▶ _LISTED ENTRIES_
"""

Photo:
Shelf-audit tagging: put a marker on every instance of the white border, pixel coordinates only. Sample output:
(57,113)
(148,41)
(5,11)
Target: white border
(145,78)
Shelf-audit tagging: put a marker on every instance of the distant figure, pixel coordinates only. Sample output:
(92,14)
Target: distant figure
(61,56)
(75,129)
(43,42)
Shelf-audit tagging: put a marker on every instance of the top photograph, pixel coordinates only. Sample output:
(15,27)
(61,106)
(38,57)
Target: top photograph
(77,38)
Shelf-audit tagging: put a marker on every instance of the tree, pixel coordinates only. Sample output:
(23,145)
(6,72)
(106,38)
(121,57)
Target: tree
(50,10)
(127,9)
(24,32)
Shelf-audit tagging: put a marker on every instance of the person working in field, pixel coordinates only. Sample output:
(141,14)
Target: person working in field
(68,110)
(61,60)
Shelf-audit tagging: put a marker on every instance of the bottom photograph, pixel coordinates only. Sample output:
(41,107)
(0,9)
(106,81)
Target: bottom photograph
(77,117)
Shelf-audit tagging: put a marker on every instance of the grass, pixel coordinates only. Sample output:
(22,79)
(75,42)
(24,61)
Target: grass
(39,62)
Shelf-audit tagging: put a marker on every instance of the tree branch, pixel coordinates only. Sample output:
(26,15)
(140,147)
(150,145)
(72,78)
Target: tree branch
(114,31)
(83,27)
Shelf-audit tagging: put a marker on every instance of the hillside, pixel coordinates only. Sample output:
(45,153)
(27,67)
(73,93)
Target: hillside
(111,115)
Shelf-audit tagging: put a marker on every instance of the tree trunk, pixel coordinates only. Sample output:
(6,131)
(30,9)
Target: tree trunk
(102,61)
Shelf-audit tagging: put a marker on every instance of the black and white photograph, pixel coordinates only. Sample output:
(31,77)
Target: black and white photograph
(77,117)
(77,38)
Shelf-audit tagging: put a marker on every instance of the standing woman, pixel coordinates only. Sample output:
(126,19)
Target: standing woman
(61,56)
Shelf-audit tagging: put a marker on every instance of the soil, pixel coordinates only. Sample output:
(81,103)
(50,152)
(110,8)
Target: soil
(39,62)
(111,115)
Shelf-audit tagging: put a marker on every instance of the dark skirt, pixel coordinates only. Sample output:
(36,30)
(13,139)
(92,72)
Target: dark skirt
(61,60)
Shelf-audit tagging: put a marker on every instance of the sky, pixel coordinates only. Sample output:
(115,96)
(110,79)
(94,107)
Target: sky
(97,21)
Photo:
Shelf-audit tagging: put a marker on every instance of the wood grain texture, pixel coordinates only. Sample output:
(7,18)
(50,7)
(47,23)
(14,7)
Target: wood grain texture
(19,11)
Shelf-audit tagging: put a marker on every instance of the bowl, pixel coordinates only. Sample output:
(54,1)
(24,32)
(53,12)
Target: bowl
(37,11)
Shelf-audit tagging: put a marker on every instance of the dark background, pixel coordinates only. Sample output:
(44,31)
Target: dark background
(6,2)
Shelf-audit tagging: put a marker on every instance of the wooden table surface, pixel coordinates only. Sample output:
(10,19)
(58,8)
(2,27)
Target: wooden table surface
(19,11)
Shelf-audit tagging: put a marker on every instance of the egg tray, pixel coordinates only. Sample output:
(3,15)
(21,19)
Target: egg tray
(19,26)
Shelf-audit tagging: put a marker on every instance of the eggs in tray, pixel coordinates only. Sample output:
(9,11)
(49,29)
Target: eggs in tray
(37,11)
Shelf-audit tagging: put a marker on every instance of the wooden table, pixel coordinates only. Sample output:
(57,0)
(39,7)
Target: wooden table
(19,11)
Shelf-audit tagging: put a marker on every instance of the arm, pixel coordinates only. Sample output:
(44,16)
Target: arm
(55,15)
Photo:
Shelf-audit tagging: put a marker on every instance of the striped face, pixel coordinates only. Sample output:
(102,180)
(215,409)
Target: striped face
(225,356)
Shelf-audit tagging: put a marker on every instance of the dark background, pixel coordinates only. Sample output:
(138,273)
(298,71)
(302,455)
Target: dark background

"""

▶ _THE EXERCISE_
Print all the data exactly.

▶ _RESULT FOR THIS TASK_
Photo:
Shelf-audit tagging: put a marker on every instance of the white border, pixel coordinates only. Sample output:
(57,113)
(148,41)
(5,11)
Target: white border
(145,78)
Shelf-audit tagging: put a marker on every instance of the distant figure, pixel coordinates only. Sample output:
(92,14)
Target: distant figure
(61,56)
(75,129)
(43,42)
Shelf-audit tagging: put a marker on every instance of the top photograph, pixel coordinates only. Sample output:
(15,27)
(61,106)
(38,57)
Target: top photograph
(77,38)
Shelf-audit tagging: put a marker on every instance of the tree, pixel coordinates only. Sample output:
(23,145)
(6,72)
(106,38)
(121,57)
Target: tree
(50,10)
(127,9)
(24,32)
Shelf-audit tagging: put a marker on every instance of the person working in field, pixel coordinates only. Sample output:
(141,14)
Target: person working in field
(68,110)
(61,60)
Shelf-audit tagging: put a marker on every instance of the bottom photograph, pixel coordinates only. Sample output:
(41,107)
(0,9)
(106,81)
Target: bottom photograph
(77,117)
Shelf-audit tagging: put a marker on every instance of the grass, pixel coordinates only. Sample output:
(22,79)
(75,42)
(24,61)
Target: grass
(39,62)
Shelf-audit tagging: put a marker on every instance of the tree branch, pixel coordinates only. Sample output:
(26,15)
(140,147)
(150,145)
(72,78)
Target: tree branch
(114,31)
(83,27)
Shelf-audit tagging: put a marker on every instance of the hillside, pixel coordinates only. Sample output:
(45,153)
(27,67)
(73,93)
Target: hillside
(111,115)
Shelf-audit tagging: put a marker on every instance of the tree trunk, pixel coordinates only. Sample output:
(6,131)
(30,9)
Target: tree trunk
(102,61)
Shelf-audit tagging: put a marker on every instance of the black and white photograph, pixel coordinates only. Sample output:
(31,77)
Target: black and white photograph
(77,117)
(77,38)
Shelf-audit tagging: put a marker on every instance of the standing woman, pixel coordinates only. Sample output:
(126,19)
Target: standing woman
(61,56)
Shelf-audit tagging: put a marker on every instance of the soil, pixel coordinates only. Sample output:
(81,103)
(50,152)
(110,8)
Target: soil
(39,62)
(111,115)
Shelf-audit tagging: put a marker on every instance of the dark skirt, pixel coordinates only. Sample output:
(36,30)
(13,139)
(92,72)
Target: dark skirt
(61,60)
Shelf-audit tagging: put a marker on every instance of the sky, pixel coordinates only. Sample output:
(115,96)
(110,79)
(94,107)
Target: sky
(97,21)
Photo:
Shelf-audit tagging: put a marker on every instance of the wood grain texture, pixel coordinates only. Sample output:
(7,18)
(50,7)
(47,23)
(14,7)
Target: wood grain texture
(19,11)
Shelf-audit tagging: put a marker on every instance of the bowl, pixel coordinates only. Sample output:
(54,1)
(24,32)
(53,12)
Target: bowl
(37,11)
Shelf-audit tagging: put a marker on every instance of the dark background, pixel coordinates only. Sample output:
(44,31)
Target: dark background
(6,2)
Shelf-audit tagging: put a marker on every instance of the wooden table surface, pixel coordinates only. Sample output:
(10,19)
(58,8)
(2,27)
Target: wooden table surface
(19,11)
Shelf-audit tagging: put a marker on every instance of the egg tray, pixel coordinates only. Sample output:
(3,15)
(21,19)
Target: egg tray
(19,26)
Shelf-audit tagging: put a marker on every instance of the eggs in tray, pixel coordinates only. Sample output:
(9,11)
(49,29)
Target: eggs in tray
(37,11)
Shelf-audit tagging: put a marker on every instance of the wooden table, pixel coordinates only. Sample output:
(57,0)
(39,7)
Target: wooden table
(19,11)
Shelf-audit tagging: put a marker on every instance of the arm, pixel coordinates only. Sample output:
(44,16)
Target: arm
(55,15)
Photo:
Shelf-audit tagging: put a marker on every instance of the striped face, pixel coordinates only. Sample output:
(102,180)
(215,409)
Target: striped face
(225,356)
Shelf-audit tagging: put a marker on every instance of the dark background, pixel coordinates only. Sample output:
(138,273)
(298,71)
(302,455)
Target: dark background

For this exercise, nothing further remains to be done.